▸ **Stated goal**
Copy the retirement investing text from "When rolling over" down to "just crazy making.", swapping "IRA" for "Roth IRA".

▸ **Given text**
This was when I sold a bunch of company stock to retire and invest in my retirement portfolio.

When rolling over to an IRA or transferring assets I transferred in kind when I could or reinvested immediately in the same allocation. Otherwise it's just crazy making.
 
+1 for Bogleheads. You can get quite an education there, and the startup kit is a good place to, well, start.

There's also a page there that directly addresses the original question:

https://www.bogleheads.org/wiki/Dollar_cost_averaging#Dollar_cost_averaging_versus_lump_sum

Don't be intimidated if you don't understand the lingo at first. The main takeaway (IMHO) from that article is that there's no "right" answer. To quote, "As such [dollar cost averaging vs. lump sum investing] is a technique to overcome fear in investing by mitigating the risk of loss over the short term."

Image region outline records:
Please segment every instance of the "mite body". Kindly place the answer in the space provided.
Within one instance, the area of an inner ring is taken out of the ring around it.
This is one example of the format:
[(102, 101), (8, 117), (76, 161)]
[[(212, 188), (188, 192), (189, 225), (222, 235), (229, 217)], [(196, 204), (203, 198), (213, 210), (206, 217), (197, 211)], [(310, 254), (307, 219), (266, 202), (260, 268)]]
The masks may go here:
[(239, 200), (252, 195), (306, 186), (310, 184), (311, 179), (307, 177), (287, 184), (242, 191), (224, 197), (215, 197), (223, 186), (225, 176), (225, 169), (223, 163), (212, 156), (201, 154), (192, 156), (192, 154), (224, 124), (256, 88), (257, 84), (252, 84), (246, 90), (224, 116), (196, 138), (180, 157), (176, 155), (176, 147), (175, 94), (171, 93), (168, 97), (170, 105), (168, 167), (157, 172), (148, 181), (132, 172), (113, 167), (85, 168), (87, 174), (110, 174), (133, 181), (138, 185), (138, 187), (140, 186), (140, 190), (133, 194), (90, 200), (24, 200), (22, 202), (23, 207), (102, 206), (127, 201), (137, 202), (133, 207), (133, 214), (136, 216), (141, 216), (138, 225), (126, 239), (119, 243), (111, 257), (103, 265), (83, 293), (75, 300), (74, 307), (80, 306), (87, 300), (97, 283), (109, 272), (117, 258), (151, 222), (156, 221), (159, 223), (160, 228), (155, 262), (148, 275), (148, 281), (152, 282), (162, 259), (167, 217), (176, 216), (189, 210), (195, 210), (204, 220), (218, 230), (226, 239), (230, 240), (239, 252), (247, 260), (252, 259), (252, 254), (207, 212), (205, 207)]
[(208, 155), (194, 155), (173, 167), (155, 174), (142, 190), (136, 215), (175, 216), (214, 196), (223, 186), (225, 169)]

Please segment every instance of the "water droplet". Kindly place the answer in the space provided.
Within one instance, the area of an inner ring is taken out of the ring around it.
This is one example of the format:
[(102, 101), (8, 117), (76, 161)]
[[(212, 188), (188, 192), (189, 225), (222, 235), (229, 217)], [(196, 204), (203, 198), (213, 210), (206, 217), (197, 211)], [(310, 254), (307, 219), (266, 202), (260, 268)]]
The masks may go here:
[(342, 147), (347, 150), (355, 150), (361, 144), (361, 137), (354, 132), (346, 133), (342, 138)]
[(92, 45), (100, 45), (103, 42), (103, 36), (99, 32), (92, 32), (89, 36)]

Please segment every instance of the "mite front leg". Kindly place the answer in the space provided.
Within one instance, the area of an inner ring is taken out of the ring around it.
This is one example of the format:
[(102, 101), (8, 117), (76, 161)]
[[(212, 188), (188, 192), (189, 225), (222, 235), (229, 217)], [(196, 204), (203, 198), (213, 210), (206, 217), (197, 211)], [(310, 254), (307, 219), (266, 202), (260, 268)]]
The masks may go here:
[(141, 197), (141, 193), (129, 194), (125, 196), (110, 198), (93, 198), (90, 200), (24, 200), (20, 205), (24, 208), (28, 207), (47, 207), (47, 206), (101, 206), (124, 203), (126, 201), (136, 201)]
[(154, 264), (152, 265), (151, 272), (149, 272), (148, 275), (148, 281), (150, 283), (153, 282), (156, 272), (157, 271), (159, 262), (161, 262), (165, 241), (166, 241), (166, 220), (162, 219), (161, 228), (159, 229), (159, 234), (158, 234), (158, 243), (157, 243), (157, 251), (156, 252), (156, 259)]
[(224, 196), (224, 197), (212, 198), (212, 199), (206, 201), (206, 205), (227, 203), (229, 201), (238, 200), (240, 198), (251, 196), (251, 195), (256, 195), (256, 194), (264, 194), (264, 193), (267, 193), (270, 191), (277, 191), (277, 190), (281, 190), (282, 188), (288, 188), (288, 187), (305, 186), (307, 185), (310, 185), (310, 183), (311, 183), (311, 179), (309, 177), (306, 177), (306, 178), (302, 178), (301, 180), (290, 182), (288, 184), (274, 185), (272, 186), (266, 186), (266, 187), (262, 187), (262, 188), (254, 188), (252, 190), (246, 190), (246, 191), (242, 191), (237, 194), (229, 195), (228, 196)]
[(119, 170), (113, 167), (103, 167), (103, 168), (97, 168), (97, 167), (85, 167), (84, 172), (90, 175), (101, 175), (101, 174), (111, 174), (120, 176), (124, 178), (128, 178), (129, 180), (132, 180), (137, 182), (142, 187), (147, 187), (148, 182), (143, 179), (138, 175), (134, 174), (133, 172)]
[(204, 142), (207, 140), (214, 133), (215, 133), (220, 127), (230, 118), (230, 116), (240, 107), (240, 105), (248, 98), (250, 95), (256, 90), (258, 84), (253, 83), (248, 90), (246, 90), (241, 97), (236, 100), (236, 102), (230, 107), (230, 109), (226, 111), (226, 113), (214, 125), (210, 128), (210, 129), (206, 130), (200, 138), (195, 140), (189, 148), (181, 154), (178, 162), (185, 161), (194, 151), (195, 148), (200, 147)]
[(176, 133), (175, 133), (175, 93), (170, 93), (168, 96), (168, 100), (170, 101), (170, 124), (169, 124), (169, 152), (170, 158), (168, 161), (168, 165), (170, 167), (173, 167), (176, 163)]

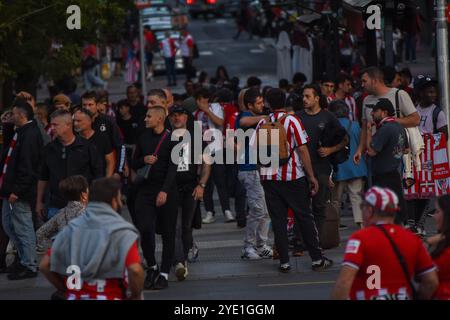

▸ **Problem solution**
When rolling over to an Roth IRA or transferring assets I transferred in kind when I could or reinvested immediately in the same allocation. Otherwise it's just crazy making.